§ **给定代码**:
★ ★ ★ ★ ★ ★ ★

In [None]:
import lightgbm as lgb
import pandas as pd
from sklearn.model_selection import train_test_split
from sklearn.metrics import f1_score
from sklearn.preprocessing import StandardScaler
import numpy as np
# 假设你已经准备好了训练数据和测试数据
train_data = pd.read_csv('/kaggle/input/datawhale/糖尿病风险预测挑战赛公开数据/train.csv')
test_data = pd.read_csv('/kaggle/input/datawhale/糖尿病风险预测挑战赛公开数据/test.csv')

# 假设你已经进行了适当的特征选择和处理
# 请确保特征列的名字与训练数据和测试数据中的名字一致

# 划分训练集和验证集
X_train = train_data.drop(columns=['id', 'target'])  # 移除'id'和'target'列，保留特征
y_train = train_data['target']  # 目标列

X_train, X_val, y_train, y_val = train_test_split(X_train, y_train, test_size=0.2, random_state=42)

★ ★ ★ ★ ★ ★ ★

§ **任务**: 输出上面代码中“# 假设你已经进行了适当的特征选择和处理”与“y_train, test_size=0.2, random_state=42)”之间的部分，首尾两处均包含在内，不作任何改动。

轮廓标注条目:
★ ★ ★ ★ ★ ★ ★

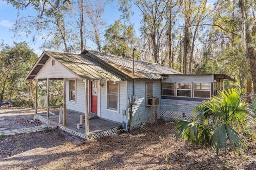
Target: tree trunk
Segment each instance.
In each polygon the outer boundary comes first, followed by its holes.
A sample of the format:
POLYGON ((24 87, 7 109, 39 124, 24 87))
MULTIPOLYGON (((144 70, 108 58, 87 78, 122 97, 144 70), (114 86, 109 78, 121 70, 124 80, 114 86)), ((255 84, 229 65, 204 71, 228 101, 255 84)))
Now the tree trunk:
POLYGON ((184 39, 183 45, 183 73, 187 73, 187 61, 188 54, 188 25, 187 23, 185 25, 184 30, 184 39))
POLYGON ((169 67, 171 68, 171 63, 173 62, 172 53, 172 8, 170 9, 169 18, 169 67))
POLYGON ((252 31, 249 29, 249 23, 247 20, 248 14, 246 10, 248 8, 246 8, 244 0, 240 0, 239 2, 242 14, 242 27, 244 27, 242 29, 244 29, 245 31, 243 33, 245 33, 246 42, 243 44, 246 45, 245 49, 247 52, 246 54, 249 58, 252 80, 253 84, 253 91, 255 92, 256 92, 256 64, 254 46, 252 45, 252 37, 256 33, 256 27, 254 26, 252 31))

★ ★ ★ ★ ★ ★ ★

§ **参考答案**:
# 假设你已经进行了适当的特征选择和处理
# 请确保特征列的名字与训练数据和测试数据中的名字一致

# 划分训练集和验证集
X_train = train_data.drop(columns=['id', 'target'])  # 移除'id'和'target'列，保留特征
y_train = train_data['target']  # 目标列

X_train, X_val, y_train, y_val = train_test_split(X_train, y_train, test_size=0.2, random_state=42)